_ASSIGNED TASK_. Please give the data again exactly, with no line dropped.

_EXCERPTED RECORDS_.

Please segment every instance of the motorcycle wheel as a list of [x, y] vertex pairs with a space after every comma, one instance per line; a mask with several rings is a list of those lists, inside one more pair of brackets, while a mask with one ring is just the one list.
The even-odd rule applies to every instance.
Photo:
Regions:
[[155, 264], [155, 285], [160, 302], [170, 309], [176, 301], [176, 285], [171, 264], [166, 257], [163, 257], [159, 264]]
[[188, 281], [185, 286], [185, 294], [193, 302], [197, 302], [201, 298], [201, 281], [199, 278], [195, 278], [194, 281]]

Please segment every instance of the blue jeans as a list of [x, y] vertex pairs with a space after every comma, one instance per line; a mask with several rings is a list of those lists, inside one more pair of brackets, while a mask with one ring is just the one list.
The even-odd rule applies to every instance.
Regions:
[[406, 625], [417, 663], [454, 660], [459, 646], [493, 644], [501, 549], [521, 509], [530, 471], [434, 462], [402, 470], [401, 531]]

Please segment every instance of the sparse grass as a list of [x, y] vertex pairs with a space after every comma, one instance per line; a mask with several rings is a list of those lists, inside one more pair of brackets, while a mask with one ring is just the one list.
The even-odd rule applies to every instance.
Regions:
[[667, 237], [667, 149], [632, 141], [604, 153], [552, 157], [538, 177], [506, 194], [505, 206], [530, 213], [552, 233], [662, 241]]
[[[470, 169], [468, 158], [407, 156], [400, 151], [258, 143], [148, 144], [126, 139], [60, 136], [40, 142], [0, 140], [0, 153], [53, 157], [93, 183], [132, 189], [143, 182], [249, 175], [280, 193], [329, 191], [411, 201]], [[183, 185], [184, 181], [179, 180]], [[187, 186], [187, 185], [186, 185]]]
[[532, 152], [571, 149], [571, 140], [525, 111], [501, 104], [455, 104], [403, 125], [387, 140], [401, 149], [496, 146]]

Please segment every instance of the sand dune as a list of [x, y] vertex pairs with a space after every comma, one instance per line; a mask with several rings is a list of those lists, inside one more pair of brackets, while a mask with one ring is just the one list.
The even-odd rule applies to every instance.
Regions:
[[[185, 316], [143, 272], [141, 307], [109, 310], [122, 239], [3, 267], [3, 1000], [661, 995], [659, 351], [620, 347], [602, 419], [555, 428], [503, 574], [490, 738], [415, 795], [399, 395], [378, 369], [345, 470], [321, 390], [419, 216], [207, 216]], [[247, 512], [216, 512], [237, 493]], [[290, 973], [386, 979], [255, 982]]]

_ANSWER SECTION_.
Please segment every instance of the motorcycle wheel as a list of [x, y] vertex pairs with a space after every comma, one instance per line; a mask with several rings is a list of those lists, inside one more pair of brackets, while a mask with one ring is just the one list.
The even-odd rule applies to every instance.
Photo:
Regions:
[[155, 264], [155, 285], [160, 302], [170, 309], [176, 301], [176, 285], [171, 264], [166, 257], [163, 257], [159, 264]]
[[188, 281], [185, 286], [185, 294], [193, 302], [197, 302], [201, 298], [201, 281], [199, 278], [195, 278], [194, 281]]

Please segment every instance of the blue jeans as a list of [x, y] vertex pairs with a space after every comma, one instance per line; a mask with several rings is a list of those lists, inside one more pair of brackets, while a mask with one ring is just the one list.
The even-odd rule applies to every instance.
Regions:
[[406, 625], [417, 663], [454, 660], [459, 646], [493, 644], [501, 549], [521, 509], [530, 471], [434, 462], [402, 470], [401, 531]]

Please segment every instance of the sparse grass as a list of [x, y] vertex pairs with a space after every comma, one instance per line; a mask with several rings is a list of those lists, inside one more pair of brackets, while a mask with one ring is just the one list.
The even-odd rule applies to every instance.
Regions:
[[667, 237], [667, 149], [632, 141], [604, 153], [552, 157], [538, 177], [506, 194], [505, 206], [530, 213], [552, 233], [662, 241]]
[[[470, 169], [468, 158], [407, 156], [400, 151], [258, 143], [148, 144], [126, 139], [60, 136], [40, 142], [0, 140], [0, 153], [53, 157], [93, 183], [132, 189], [143, 182], [249, 175], [280, 193], [329, 191], [411, 201]], [[183, 185], [184, 181], [179, 180]], [[187, 186], [187, 185], [186, 185]]]
[[532, 152], [571, 149], [571, 140], [525, 111], [501, 104], [455, 104], [403, 125], [387, 140], [401, 149], [496, 146]]

Please segment every instance of the sand dune as a list of [x, y] vertex pairs with a space after every comma, one instance per line; a mask with several rings is a list of those lists, inside one more pair of brackets, while a mask with one ring is just the one list.
The even-odd rule applies to every instance.
Regions:
[[[185, 316], [143, 272], [141, 307], [109, 310], [122, 239], [3, 267], [3, 1000], [661, 995], [659, 351], [620, 347], [602, 419], [555, 428], [503, 574], [490, 738], [415, 795], [399, 395], [378, 369], [345, 470], [321, 390], [419, 216], [207, 216]], [[247, 512], [216, 512], [237, 493]], [[290, 973], [386, 979], [255, 982]]]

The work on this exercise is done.